TEXTO A LER.

__________

"Sempre noutro lugar"

  • Sobre a impossibilidade de estar quieto

    ©  Lúcia Costa Melo Simas .( 2010 )

 

                    

        

 Tão longe de Galileu

[  Turistas a entrar/sair da Torre de Pisa. Pisa. Itália. 2008 . ]

© Levi Malho - Imagem digital

         


                                                       

       A Natureza, tal como a entendemos, é invenção recente. Cultura e Natureza separaram-se quando aparece a noção de paisagem que chegou bem tarde.
    A criação da paisagem
[1] tem pouco mais de quinhentos anos,  separação da Natureza do que já está domesticado. O poeta Petrarca terá sido o primeiro homem que subiu ao Monte Ventoux, apenas com a intenção de contemplar o panorama lá do alto.
    Transgride assim as formas do olhar que passa do útil ao estético. Muitas pessoas nunca verão  paisagens mas o lucro, a utilidade e até o sagrado ou o político.
   A nossa percepção está prisioneira da época, ideologia e nem sabemos que damos ao mundo valor e sentido que nos inculcaram. “Vemos em perspectiva, vemos em quadros, não vemos nem podemos ver senão de acordo com as regras artificiais estabelecidas em um momento preciso, aquele no qual, com a perspectiva, nascem a questão da pintura e a da paisagem
[2].

__________

ENUNCIADO DA TAREFA.
Resuma em duas frases o texto sobre a invenção da paisagem. Os registos não têm qualquer papel nesta tarefa.

__________

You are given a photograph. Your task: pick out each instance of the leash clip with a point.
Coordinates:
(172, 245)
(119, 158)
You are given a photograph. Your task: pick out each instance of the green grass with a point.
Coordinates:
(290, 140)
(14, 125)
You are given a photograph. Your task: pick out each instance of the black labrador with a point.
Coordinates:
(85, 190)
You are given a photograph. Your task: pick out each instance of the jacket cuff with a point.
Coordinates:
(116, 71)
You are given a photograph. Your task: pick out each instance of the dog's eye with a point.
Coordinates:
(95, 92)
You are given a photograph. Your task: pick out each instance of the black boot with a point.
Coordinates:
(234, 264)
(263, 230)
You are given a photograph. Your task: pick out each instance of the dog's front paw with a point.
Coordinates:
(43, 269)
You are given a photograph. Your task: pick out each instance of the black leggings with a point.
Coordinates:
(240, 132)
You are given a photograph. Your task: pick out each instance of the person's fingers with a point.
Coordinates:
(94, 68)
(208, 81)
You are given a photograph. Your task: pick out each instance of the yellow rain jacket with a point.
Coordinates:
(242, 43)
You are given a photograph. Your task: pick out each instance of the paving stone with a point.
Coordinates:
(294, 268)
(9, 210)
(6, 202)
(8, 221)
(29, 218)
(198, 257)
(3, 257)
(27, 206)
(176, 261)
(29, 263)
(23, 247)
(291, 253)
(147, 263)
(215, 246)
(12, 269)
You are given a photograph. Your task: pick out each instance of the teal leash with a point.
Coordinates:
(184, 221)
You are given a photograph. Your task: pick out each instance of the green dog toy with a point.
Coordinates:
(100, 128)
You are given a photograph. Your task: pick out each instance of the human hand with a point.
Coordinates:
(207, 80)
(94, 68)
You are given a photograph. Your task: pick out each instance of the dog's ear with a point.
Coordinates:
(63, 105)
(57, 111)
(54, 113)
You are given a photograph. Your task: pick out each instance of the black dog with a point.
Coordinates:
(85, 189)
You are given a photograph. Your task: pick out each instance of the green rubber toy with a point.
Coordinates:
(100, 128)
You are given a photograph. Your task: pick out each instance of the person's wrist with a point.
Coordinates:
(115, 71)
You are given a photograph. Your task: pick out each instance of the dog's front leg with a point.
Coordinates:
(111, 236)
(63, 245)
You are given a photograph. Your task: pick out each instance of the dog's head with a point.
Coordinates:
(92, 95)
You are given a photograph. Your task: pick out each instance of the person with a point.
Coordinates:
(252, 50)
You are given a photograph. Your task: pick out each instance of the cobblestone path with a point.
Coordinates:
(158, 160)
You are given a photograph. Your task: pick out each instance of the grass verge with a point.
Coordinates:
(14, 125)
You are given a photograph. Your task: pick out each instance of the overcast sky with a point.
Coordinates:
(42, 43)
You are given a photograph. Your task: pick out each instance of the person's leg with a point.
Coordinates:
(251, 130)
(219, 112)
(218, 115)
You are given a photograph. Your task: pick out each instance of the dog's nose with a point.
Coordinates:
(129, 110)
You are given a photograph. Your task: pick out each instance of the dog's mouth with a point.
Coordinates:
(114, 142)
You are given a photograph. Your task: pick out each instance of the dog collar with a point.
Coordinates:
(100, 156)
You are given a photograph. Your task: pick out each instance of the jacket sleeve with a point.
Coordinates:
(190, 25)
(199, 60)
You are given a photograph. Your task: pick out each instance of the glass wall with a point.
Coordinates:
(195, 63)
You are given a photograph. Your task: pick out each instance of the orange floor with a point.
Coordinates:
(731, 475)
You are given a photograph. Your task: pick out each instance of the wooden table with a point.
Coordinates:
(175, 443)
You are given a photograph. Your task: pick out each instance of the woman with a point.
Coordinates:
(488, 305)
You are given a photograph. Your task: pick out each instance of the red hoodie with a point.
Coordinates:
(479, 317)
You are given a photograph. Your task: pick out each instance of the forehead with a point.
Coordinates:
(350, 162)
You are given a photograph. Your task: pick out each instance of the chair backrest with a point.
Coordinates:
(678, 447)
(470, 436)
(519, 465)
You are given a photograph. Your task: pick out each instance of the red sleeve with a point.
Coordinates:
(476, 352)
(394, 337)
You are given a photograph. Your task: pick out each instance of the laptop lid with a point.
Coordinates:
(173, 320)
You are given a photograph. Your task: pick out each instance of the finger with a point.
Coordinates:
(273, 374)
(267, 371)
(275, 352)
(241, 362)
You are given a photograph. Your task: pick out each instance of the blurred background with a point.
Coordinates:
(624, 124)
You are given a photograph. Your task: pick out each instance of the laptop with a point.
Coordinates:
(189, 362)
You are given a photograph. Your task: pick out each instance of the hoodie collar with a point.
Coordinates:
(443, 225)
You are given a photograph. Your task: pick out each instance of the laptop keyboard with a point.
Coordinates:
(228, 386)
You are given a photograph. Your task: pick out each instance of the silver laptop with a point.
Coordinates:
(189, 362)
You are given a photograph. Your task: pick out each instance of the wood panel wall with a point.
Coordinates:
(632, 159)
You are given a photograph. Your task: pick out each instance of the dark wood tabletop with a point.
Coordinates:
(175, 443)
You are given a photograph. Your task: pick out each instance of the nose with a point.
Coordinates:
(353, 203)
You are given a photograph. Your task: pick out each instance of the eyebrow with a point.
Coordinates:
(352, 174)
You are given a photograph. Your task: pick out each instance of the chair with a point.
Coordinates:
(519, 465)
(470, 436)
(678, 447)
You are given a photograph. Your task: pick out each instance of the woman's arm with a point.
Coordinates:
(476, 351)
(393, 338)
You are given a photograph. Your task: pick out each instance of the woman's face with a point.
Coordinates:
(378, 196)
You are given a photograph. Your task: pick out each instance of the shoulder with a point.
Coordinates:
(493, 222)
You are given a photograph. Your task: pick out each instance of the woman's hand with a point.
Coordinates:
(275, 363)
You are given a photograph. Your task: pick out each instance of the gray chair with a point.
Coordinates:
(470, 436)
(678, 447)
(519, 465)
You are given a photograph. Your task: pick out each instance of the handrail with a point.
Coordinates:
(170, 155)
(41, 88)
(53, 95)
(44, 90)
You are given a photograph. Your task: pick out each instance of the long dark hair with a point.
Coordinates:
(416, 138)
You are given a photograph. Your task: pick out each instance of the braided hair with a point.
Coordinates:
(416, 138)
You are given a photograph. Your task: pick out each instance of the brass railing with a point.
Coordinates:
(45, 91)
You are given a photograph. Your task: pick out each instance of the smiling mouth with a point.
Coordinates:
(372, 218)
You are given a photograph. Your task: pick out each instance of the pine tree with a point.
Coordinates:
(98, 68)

__________

RESPOSTA FINAL.
A Natureza, tal como a entendemos, é uma invenção recente: separou-se da Cultura com a noção de paisagem, criada há pouco mais de quinhentos anos, quando Petrarca terá subido ao Monte Ventoux apenas para contemplar o panorama, fazendo o olhar passar do útil ao estético. A nossa percepção está prisioneira da época e da ideologia, e só vemos segundo regras artificiais estabelecidas no momento em que, com a perspectiva, nasceram a questão da pintura e a da paisagem.